START Source document

Yatra Online
IPO Size: Rs. 775 cr
- Rs. 602 cr fresh issue: Rs.392 for customer retention and organic growth and Rs. 150 cr for inorganic opportunities
- Rs. 173 cr offer for sale (OFS) by the promoter (98.6% to drop to 64.5%) and investor Pandara Trust completely exiting its 0.4% holding at 22% loss.
Price band: Rs. 135-142 per share
- 75% reserved for institutional investors, 10% for retail, as loss in FY21 and FY22
M cap: Rs. 2,228 cr, implying 35% dilution
IPO Date: Fri 15th Sep to Wed 20th Sep 2023, Listing Fri 29th Sep 2023
Grey Market Premium (GMP): We are strongly against ‘grey market premium’ as it is an unofficial figure, against SEBI guidelines.

END Source document
START Information supplied

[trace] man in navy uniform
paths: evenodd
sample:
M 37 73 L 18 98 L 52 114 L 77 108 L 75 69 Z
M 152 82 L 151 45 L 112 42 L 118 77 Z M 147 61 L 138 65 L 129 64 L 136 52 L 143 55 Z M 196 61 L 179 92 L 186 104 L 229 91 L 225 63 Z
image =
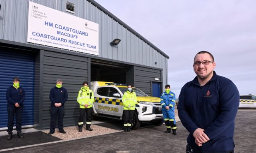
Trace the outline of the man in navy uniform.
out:
M 62 87 L 62 80 L 59 79 L 56 81 L 56 86 L 52 88 L 50 92 L 49 98 L 52 102 L 51 107 L 51 125 L 50 131 L 48 133 L 52 134 L 55 132 L 55 122 L 58 117 L 59 131 L 62 133 L 66 132 L 63 129 L 63 117 L 65 108 L 64 104 L 68 99 L 68 91 Z
M 13 78 L 13 85 L 7 89 L 6 100 L 8 113 L 8 137 L 10 140 L 12 138 L 12 130 L 14 124 L 14 116 L 16 115 L 16 130 L 18 137 L 23 138 L 21 135 L 21 118 L 23 111 L 23 102 L 25 100 L 25 90 L 19 86 L 19 78 L 15 76 Z

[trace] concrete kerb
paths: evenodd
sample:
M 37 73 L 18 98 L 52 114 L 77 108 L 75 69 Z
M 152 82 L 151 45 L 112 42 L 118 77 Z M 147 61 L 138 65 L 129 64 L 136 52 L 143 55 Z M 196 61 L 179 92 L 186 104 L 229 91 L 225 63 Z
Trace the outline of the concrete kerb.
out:
M 33 147 L 33 146 L 41 146 L 41 145 L 45 145 L 45 144 L 55 144 L 55 143 L 59 143 L 59 142 L 68 141 L 69 141 L 77 140 L 77 139 L 79 139 L 86 138 L 90 137 L 95 137 L 95 136 L 100 136 L 100 135 L 107 134 L 111 134 L 111 133 L 114 133 L 119 132 L 122 132 L 122 131 L 123 131 L 123 130 L 122 130 L 117 131 L 116 131 L 116 132 L 109 132 L 109 133 L 104 133 L 104 134 L 96 134 L 96 135 L 91 135 L 91 136 L 84 137 L 81 137 L 76 138 L 73 138 L 73 139 L 67 139 L 67 140 L 59 140 L 59 141 L 52 141 L 52 142 L 46 142 L 46 143 L 42 143 L 42 144 L 33 144 L 33 145 L 28 145 L 28 146 L 21 146 L 21 147 L 18 147 L 9 148 L 7 148 L 7 149 L 2 149 L 2 150 L 0 150 L 0 152 L 5 151 L 11 151 L 11 150 L 18 149 L 20 149 L 20 148 L 28 148 L 28 147 Z

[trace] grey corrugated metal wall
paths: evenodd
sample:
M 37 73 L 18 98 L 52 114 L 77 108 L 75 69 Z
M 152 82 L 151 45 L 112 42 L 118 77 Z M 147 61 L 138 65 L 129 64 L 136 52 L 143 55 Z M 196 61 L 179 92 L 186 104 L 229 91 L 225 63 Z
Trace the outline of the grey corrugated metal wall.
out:
M 65 11 L 66 0 L 31 0 L 98 23 L 100 57 L 162 69 L 163 84 L 168 82 L 168 56 L 156 49 L 147 40 L 139 37 L 132 29 L 121 24 L 118 21 L 119 19 L 113 19 L 100 7 L 90 2 L 97 4 L 93 0 L 68 1 L 75 4 L 74 14 Z M 0 11 L 0 39 L 28 43 L 26 38 L 28 1 L 0 0 L 2 5 Z M 121 43 L 117 46 L 111 46 L 110 42 L 116 38 L 121 39 Z
M 79 106 L 76 102 L 78 92 L 84 81 L 89 79 L 88 58 L 58 52 L 44 51 L 43 76 L 43 128 L 50 127 L 51 102 L 49 98 L 50 89 L 56 85 L 56 80 L 63 81 L 63 87 L 69 95 L 65 104 L 65 126 L 76 125 L 79 116 Z M 56 122 L 57 123 L 57 122 Z
M 161 81 L 161 70 L 135 66 L 135 86 L 141 89 L 149 96 L 151 96 L 152 81 L 155 78 Z

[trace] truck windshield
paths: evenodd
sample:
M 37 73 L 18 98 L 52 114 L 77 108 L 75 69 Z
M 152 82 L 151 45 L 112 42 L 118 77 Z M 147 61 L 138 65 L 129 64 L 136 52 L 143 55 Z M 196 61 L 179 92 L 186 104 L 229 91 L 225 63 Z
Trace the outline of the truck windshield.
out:
M 121 92 L 123 94 L 127 90 L 127 88 L 119 88 L 121 90 Z M 146 94 L 144 93 L 143 91 L 140 90 L 136 88 L 133 88 L 133 90 L 136 93 L 136 95 L 137 96 L 147 96 Z

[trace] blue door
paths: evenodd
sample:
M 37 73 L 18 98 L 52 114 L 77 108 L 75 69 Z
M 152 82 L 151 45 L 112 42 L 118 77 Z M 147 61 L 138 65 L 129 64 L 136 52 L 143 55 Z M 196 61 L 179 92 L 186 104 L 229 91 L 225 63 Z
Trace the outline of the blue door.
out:
M 161 94 L 160 85 L 160 82 L 152 82 L 153 97 L 160 97 L 160 95 Z
M 7 127 L 6 90 L 18 76 L 26 92 L 22 125 L 33 125 L 35 59 L 31 53 L 0 49 L 0 129 Z M 15 118 L 15 117 L 14 117 Z M 15 126 L 15 121 L 14 125 Z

END Information supplied

→ **Required work**
1. Answer these questions from the Yatra Online IPO summary.
(a) What is the price band per share?
(b) On what dates is the IPO open?
(c) What share of the issue is reserved for retail investors?
2. Rewrite the part of the Yatra Online IPO summary between "Yatra Online" and "against SEBI guidelines.", inclusive, replacing "institutional investors" with "qualified institutional buyers".
3. Extend the Yatra Online IPO summary past its last line.
The records come from another source.

→ **Solved problems**
1.
(a) Rs. 135-142 per share
(b) Fri 15th Sep to Wed 20th Sep 2023
(c) 10%

2.
Yatra Online
IPO Size: Rs. 775 cr
- Rs. 602 cr fresh issue: Rs.392 for customer retention and organic growth and Rs. 150 cr for inorganic opportunities
- Rs. 173 cr offer for sale (OFS) by the promoter (98.6% to drop to 64.5%) and investor Pandara Trust completely exiting its 0.4% holding at 22% loss.
Price band: Rs. 135-142 per share
- 75% reserved for qualified institutional buyers, 10% for retail, as loss in FY21 and FY22
M cap: Rs. 2,228 cr, implying 35% dilution
IPO Date: Fri 15th Sep to Wed 20th Sep 2023, Listing Fri 29th Sep 2023
Grey Market Premium (GMP): We are strongly against ‘grey market premium’ as it is an unofficial figure, against SEBI guidelines.

3.
India’s 3rd Largest Online Travel Company
Yatra Online is India’s largest corporate travel service provider, yet enjoys just 5% market share with FY23 topline of only Rs. 380 cr. Even on this topline, PBT was just at Rs. 12 cr, implying highly competitive nature of the travel industry. Company has raised over Rs. 1,500 cr capital in past 17 years. Yet it is hardly making profits even before covid. Loss before tax stood at Rs. 205 cr in FY19, Rs. 14 cr in FY20, Rs. 67 cr in FY21, Rs. 26 cr in FY22. The marginal profit of FY23 can be hence attributed to sharp demand revival due to ‘revenge travel’ post covid. Company also faces extremely high attrition level of almost 60%, which is rather scary.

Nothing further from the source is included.